Take the entries below and retype them exactly.

[Stored data entries]
□ □ □ □
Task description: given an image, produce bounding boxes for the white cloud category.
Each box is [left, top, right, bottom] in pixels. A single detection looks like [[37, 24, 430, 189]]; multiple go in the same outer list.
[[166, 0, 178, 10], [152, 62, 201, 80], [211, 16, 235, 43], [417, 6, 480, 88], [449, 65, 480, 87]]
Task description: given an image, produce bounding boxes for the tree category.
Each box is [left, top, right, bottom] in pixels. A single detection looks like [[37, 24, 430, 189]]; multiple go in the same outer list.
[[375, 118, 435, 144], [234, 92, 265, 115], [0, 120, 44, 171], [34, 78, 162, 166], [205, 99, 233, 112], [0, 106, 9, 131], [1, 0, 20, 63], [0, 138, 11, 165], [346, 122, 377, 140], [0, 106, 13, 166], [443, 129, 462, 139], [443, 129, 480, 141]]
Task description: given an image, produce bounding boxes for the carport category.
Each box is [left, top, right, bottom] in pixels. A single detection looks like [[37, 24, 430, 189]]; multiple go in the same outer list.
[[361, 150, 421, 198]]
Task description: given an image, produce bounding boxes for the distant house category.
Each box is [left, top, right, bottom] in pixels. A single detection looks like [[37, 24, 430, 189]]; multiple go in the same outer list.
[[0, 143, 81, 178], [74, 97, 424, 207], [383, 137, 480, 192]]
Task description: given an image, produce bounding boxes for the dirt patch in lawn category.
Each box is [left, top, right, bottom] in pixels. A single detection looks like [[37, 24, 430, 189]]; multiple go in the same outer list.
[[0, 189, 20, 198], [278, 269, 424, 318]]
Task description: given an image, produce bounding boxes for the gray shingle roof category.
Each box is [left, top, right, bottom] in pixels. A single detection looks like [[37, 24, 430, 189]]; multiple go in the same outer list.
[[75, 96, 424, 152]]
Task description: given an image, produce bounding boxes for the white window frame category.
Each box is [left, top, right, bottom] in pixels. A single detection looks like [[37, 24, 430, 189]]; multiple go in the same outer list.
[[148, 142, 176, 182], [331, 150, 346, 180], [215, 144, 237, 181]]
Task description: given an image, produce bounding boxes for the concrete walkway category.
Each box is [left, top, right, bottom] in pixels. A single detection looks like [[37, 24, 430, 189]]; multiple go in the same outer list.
□ □ □ □
Answer for this exercise ::
Task description: given an image, produce bounding boxes for the white cloud category.
Each box is [left, top, right, bottom] in pixels. A single detection looks like [[37, 24, 430, 189]]; multiple go in the same outer list.
[[166, 0, 178, 10], [152, 62, 201, 80], [211, 16, 235, 43], [417, 6, 480, 88], [449, 65, 480, 87]]
Task description: given an image, produce bounding boxes for the tree category.
Each box is [left, top, right, bottom] in pixels. A single detection looks like [[37, 24, 430, 189]]; multiple go in the same outer list.
[[375, 118, 435, 144], [234, 92, 265, 115], [0, 120, 44, 171], [34, 78, 162, 166], [205, 99, 233, 112], [0, 106, 9, 131], [1, 0, 20, 63], [0, 138, 11, 165], [346, 122, 377, 140], [0, 106, 13, 166], [443, 129, 462, 139], [443, 129, 480, 141]]
Task description: given an image, produce bounding boxes for the carport category.
Each box is [left, top, right, bottom] in pixels. A single detection looks like [[37, 24, 430, 189]]; multiple go in the same outer list.
[[361, 150, 421, 198]]
Task description: given an image, produce bounding boxes for the distant house category.
Each box is [left, top, right, bottom] in pixels. A single detection looks like [[37, 24, 430, 189]]; multiple go in the same outer list.
[[0, 143, 81, 178], [74, 97, 424, 207], [383, 137, 480, 192]]
Task description: given an image, produce bounding boxes for the dirt patch in lawn category.
Each box is [left, top, right, bottom] in pixels. A single detection looks like [[37, 24, 430, 189]]; multiple go in the same outer list.
[[0, 189, 20, 198], [278, 269, 424, 318]]
Task description: given an image, produce bounding boxes for the gray shingle roof category.
Each box is [left, top, right, bottom] in pixels. A single detection looks like [[37, 24, 430, 189]]; multiple go in the same outer list.
[[75, 96, 424, 152]]
Task description: given an image, produce bounding boxes for the white window frame category.
Each box is [left, top, right, bottom] in pixels. A single detection looks like [[37, 24, 430, 189]]; multiple go in the same outer list.
[[148, 142, 176, 182], [331, 150, 346, 180], [215, 144, 237, 181]]
Task description: given an image, produce bounding boxes for the concrete walkway category.
Each box is [left, top, right, bottom] in pixels. A single detection looks like [[37, 24, 430, 189]]; multiple go in the same outer list.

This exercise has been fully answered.